* _ACTIVITY LIST_:
A. According to the excerpt on employment of FHS professionals, what percentage of the professionals in the Mato Grosso study held precarious employment arrangements?
B. From the excerpt on employment of FHS professionals, quote everything from "Regarding length of" down to "for 3.87 years.".

** Opening EXCERPT PROVIDED block **

A study conducted in Londrina showed that the service contract for the FHS professionals in the city was carried out through public-sector or statutory employment regime. More than half of the nurses (57.3%) worked under public-sector employment regime and 50% of the physicians had public-sector employment, and the other half were integrated through a statutory regime4.

Another study brought to light interesting data on how professionals were hired in the FHS, in which great part of the community health agents and nursing aides were hired through public tender, however, all nurses and most physicians were hired by other means, such as an invitation or simply occupying the position available18.

In a study conducted with physicians and nurses in Mato Grosso, 90.5% of the professionals were linked to the municipalities; however, 65.2% held precarious employment arrangements, and this was one of the factors that was making the implementation of the FHS difficult, causing discontentment among professionals who preferred a stable employment bond20.

As for the length of experience in primary healthcare units, approximately 60% of the physicians (mean time of 9.1 years) and only 37% of the nurses (mean time of 5.8 years) held more than five years. The vast majority of the nurses (80.9%) and more than half of the physicians (56.1%) held more than two years working with family health, which makes a mean of 2.4 and 2.0 years, respectively4.

A study in the city of São Paulo found that 66% of the nurses and 69% of the physicians were working in the FHS for less than two years and 34% and 54% of the nurses and physicians, respectively, had another employment bond 16.

Regarding length of service, the community health agents had been working for a mean of 6.19 years in the FHS, nursing aides for 6 years, nurses for 5.65 years, and physicians for 3.87 years.

As for monthly wage, 47.41% of the community health agents received between BRL 840 and BRL 940, whereas 84% of the nursing aides earned between BRL 1,300 and less than BRL 2,000, and 68.8% of professionals with higher education (physicians and nurses) received salaries higher than BRL 6,000.

It is important to emphasize that the gross income disclosed by 46.3% of the physicians varied from 25 to 35 minimum wages, whereas the gross income disclosed by 78.4% of the nurses varied between 5 and 15 minimum wages monthly, revealing a significant difference in income between both professional categories20.

Evaluating satisfaction with their remuneration, the study found that it was considered reasonable for physicians (66.7%), nurses (66.7%), and community health agents (39%), but low for the vast majority of nursing aides (66.7%)14.

** Closing EXCERPT PROVIDED block **
** Opening DATA RECORDS block **

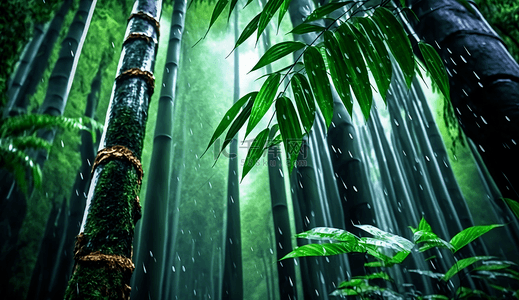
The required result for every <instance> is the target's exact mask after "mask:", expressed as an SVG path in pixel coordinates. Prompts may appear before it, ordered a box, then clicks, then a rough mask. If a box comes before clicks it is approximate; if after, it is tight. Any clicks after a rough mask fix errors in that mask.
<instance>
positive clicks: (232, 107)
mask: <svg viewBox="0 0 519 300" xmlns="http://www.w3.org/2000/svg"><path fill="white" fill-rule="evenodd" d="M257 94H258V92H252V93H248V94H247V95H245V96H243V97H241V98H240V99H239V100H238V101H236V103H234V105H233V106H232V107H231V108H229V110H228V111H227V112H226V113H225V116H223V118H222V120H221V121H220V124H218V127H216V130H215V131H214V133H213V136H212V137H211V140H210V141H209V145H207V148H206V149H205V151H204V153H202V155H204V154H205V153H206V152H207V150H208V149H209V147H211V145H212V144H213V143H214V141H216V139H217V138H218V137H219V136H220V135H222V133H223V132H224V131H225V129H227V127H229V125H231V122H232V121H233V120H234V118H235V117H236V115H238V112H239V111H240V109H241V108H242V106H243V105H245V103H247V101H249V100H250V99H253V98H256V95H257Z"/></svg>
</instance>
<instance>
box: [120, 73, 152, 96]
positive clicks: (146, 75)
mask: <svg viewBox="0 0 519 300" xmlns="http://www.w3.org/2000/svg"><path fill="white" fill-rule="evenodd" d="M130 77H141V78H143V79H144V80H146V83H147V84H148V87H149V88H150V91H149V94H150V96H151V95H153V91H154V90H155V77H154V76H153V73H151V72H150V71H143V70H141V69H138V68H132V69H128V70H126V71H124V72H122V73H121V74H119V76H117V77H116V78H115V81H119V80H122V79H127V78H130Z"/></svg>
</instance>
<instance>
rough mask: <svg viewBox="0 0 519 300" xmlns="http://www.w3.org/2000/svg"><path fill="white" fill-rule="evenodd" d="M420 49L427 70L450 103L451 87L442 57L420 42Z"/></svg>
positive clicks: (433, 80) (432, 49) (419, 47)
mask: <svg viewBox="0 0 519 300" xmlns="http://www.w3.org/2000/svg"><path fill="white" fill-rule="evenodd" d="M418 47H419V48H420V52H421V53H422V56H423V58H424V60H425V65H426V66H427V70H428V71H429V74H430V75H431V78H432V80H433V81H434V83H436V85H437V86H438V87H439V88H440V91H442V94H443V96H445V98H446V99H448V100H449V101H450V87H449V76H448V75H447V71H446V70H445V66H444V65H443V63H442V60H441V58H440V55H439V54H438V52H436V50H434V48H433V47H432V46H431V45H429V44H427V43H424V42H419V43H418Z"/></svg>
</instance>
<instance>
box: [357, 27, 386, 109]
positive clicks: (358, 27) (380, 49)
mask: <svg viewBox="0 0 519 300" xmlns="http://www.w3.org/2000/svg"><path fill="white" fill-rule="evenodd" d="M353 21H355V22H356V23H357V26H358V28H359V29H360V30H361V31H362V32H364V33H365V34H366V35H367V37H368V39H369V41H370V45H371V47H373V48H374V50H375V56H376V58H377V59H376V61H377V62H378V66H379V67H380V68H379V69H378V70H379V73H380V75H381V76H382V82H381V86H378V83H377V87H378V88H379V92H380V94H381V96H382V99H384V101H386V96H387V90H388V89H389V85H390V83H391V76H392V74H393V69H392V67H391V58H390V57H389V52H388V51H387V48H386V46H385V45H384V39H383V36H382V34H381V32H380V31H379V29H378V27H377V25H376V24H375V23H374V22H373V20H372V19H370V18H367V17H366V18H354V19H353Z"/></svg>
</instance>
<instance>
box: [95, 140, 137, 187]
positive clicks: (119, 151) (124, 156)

** Closing DATA RECORDS block **

* _TASK-BY-TASK SOLUTIONS_:
A. 65.2% of the professionals held precarious employment arrangements.

B.
Regarding length of service, the community health agents had been working for a mean of 6.19 years in the FHS, nursing aides for 6 years, nurses for 5.65 years, and physicians for 3.87 years.